-- Begin Supplied data --

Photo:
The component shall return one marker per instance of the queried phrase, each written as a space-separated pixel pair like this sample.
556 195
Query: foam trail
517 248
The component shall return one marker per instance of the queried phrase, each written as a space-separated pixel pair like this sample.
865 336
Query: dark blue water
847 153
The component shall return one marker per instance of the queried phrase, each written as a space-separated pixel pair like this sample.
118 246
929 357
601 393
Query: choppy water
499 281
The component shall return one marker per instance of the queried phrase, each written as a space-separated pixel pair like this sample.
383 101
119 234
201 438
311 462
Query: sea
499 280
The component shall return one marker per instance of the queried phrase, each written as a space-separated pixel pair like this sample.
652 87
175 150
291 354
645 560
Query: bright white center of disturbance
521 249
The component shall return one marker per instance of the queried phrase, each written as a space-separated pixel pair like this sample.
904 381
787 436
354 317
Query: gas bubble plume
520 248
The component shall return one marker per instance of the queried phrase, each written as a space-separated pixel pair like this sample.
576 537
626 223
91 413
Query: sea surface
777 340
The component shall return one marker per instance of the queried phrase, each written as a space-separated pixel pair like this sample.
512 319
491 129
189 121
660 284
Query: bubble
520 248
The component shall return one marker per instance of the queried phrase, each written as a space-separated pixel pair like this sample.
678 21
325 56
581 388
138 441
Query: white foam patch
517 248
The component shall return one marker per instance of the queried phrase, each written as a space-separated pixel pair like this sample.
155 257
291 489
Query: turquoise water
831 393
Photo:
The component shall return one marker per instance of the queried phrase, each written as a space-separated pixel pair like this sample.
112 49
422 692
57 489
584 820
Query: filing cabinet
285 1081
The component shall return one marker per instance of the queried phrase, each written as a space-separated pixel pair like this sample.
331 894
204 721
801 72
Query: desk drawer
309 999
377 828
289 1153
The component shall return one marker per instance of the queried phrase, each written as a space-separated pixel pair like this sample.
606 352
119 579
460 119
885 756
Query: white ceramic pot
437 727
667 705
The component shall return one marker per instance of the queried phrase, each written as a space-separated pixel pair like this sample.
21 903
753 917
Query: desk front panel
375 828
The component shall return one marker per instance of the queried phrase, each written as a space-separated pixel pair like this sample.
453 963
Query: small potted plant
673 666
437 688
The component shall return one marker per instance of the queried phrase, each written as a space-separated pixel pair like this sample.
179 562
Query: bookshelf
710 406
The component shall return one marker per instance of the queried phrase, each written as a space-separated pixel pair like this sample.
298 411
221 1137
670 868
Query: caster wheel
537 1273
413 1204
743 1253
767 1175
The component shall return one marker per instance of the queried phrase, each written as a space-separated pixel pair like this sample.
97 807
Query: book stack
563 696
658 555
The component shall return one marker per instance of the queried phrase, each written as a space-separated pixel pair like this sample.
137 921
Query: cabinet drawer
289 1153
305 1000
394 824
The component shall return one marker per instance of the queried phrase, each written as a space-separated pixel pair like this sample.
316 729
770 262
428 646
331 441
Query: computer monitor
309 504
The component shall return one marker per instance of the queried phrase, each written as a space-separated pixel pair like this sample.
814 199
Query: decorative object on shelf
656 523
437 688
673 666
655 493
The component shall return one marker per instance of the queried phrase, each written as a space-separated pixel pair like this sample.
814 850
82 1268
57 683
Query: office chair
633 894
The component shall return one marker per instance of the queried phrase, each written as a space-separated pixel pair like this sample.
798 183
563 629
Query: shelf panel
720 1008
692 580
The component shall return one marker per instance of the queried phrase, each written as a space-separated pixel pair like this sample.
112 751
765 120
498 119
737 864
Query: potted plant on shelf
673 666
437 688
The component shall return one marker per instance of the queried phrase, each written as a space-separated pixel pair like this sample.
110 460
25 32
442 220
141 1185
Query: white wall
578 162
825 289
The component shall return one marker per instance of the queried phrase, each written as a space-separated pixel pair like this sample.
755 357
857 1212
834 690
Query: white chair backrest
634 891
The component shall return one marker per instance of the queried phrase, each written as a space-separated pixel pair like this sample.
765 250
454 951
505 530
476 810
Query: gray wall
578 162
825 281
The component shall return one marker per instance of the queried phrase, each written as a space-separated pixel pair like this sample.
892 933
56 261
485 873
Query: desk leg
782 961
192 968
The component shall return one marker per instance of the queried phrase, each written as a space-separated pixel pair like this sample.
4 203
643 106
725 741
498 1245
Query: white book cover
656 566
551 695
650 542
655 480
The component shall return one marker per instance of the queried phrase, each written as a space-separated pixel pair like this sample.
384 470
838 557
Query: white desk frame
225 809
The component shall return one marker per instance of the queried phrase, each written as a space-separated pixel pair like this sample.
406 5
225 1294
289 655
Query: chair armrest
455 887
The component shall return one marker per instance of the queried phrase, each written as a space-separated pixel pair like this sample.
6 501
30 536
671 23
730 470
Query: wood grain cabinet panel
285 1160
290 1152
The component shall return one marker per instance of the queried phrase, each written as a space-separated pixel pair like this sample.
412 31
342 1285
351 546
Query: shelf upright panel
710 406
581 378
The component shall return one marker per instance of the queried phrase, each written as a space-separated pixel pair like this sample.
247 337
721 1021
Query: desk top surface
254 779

-- End Supplied data --

■ Stated goal
Transcribe every entry exactly.

■ Response for this exercise
Photo:
The component shall return one marker per instance of the queried phrase, each written as a space-separated pixel pair like this sample.
556 195
Query: foam trail
517 248
The component shall return one marker per instance of the queried phrase, each written as a space-separated pixel pair like this sample.
865 336
Query: dark blue water
847 153
The component shall return one marker per instance of the queried phrase, each written as a space-separated pixel pair like this sample.
118 246
929 357
601 393
Query: choppy water
499 281
The component shall return one marker per instance of the queried phrase, each written as a space-separated pixel pair like this sample.
383 101
119 234
201 438
311 462
Query: sea
499 280
The component shall return one marker per instance of the queried phrase, each written as a space-separated pixel pair like this sample.
652 87
175 150
291 354
645 560
Query: bright white center of disturbance
521 249
The component shall return one marker per instance of the queried phrase, each written as a space-separated pixel pair like this sample.
904 381
787 436
354 317
Query: gas bubble plume
520 248
The component shall return one marker per instance of the queried phrase, each written as a space-separated pixel pair like this sample.
576 537
626 223
91 413
Query: sea surface
777 340
The component shall return one marker per instance of the queried phrase, each written as a space-separated pixel pair like this sample.
512 319
491 129
189 121
660 284
Query: bubble
520 248
The component shall return one marker per instance of the queried phrase, each written as a space-separated pixel pair like this sample.
678 21
325 56
581 388
138 441
Query: white foam patch
517 248
The component shall return one marker per instance of the queried phrase, each written as a space-separated pixel pair like this sample.
155 257
291 489
Query: turquoise water
831 393
Photo:
The component shall return one marker per instance of the queried phrase, each written as a space-separated pixel pair like this sample.
112 49
422 692
57 489
584 820
Query: filing cabinet
285 1081
The component shall return one marker per instance of the queried phrase, each written as a space-separated pixel pair like this sample.
331 894
204 721
801 72
Query: desk drawer
309 999
377 828
289 1153
The component shall return one marker per instance of the queried phrase, each written as a space-separated pixel pair like this sample.
606 352
119 579
460 119
885 756
Query: white ceramic pot
437 727
667 705
The component shall return one marker per instance of the queried phrase, each written as a space-separated pixel pair like this sample.
21 903
753 917
Query: desk front panel
375 828
The component shall return one marker per instance of the queried phrase, each written as a space-separated pixel pair like this sample.
453 963
Query: small potted plant
673 666
437 688
The component shall return one marker per instance of the queried phrase, each written as a space-separated pixel pair like this sample.
179 562
Query: bookshelf
710 406
The component shall return one marker per instance of the queried phrase, each written as a space-separated pixel pair like this sample.
298 411
221 1137
670 868
Query: caster wheel
537 1273
413 1204
743 1253
767 1175
The component shall return one marker per instance of the queried phrase, each written as a space-separated pixel pair like this sample.
97 807
Query: book stack
563 696
658 555
The component shall return one marker per instance of the queried phrase, each written as a space-separated pixel pair like this sample.
137 921
Query: cabinet drawer
289 1153
305 1000
394 824
The component shall return one marker per instance of the queried phrase, each written as a space-separated pixel pair like this sample.
316 729
770 262
428 646
331 441
Query: computer monitor
309 504
The component shall return one marker per instance of the queried phrase, each written as a space-separated pixel pair like this sample.
814 199
Query: decorative object on shelf
656 523
437 688
673 666
655 493
The component shall return one marker per instance of the queried phrase, each written as a space-separated pixel pair like this sample.
814 850
82 1268
57 683
Query: office chair
633 894
The component shall return one marker per instance of the queried phrase, each written as a space-separated pixel pair like this sample.
798 183
563 629
Query: shelf panel
720 1008
692 580
The component shall return one marker per instance of the queried phrase, each written as a space-separated pixel pair like this sample.
112 751
765 120
498 119
737 864
Query: potted plant on shelf
673 666
437 688
The component shall return one marker per instance of the queried phrase, each written as a space-separated pixel pair like this sample.
110 460
25 32
442 220
141 1185
Query: white wall
578 162
825 289
The component shall return one marker per instance of the queried phrase, each written as a space-separated pixel pair like this sample.
755 357
857 1212
834 690
Query: white chair backrest
634 891
The component shall return one marker per instance of the queried phrase, each written as a space-separated pixel pair like this sample.
765 250
454 951
505 530
476 810
Query: gray wall
578 162
825 281
The component shall return one marker per instance of the queried phrase, each written as a space-separated pixel pair like this sample.
892 933
56 261
485 873
Query: desk leg
782 961
192 968
The component shall return one marker per instance of the queried phrase, each written as a space-separated pixel pair like this sample.
4 203
643 106
725 741
498 1245
Query: white book cover
656 566
551 695
650 542
655 480
The component shall return one marker per instance of the queried phrase, each written as a space-separated pixel pair like this sample.
384 470
838 557
Query: white desk frame
225 809
The component shall return one marker per instance of the queried phrase, each written as a space-separated pixel pair like this sample.
406 5
225 1294
289 655
Query: chair armrest
455 887
The component shall return one marker per instance of the queried phrase, each written as a space-separated pixel pair like this sample.
6 501
30 536
671 23
730 470
Query: wood grain cabinet panel
285 1160
290 1152
The component shall return one marker per instance of the queried phrase, each written as a space-separated pixel pair like this sample.
412 31
342 1285
351 546
Query: shelf upright panel
710 406
581 378
The component shall return one marker per instance of the queried phrase, each written as a space-separated pixel pair like this sample.
247 337
721 1021
Query: desk top surface
254 779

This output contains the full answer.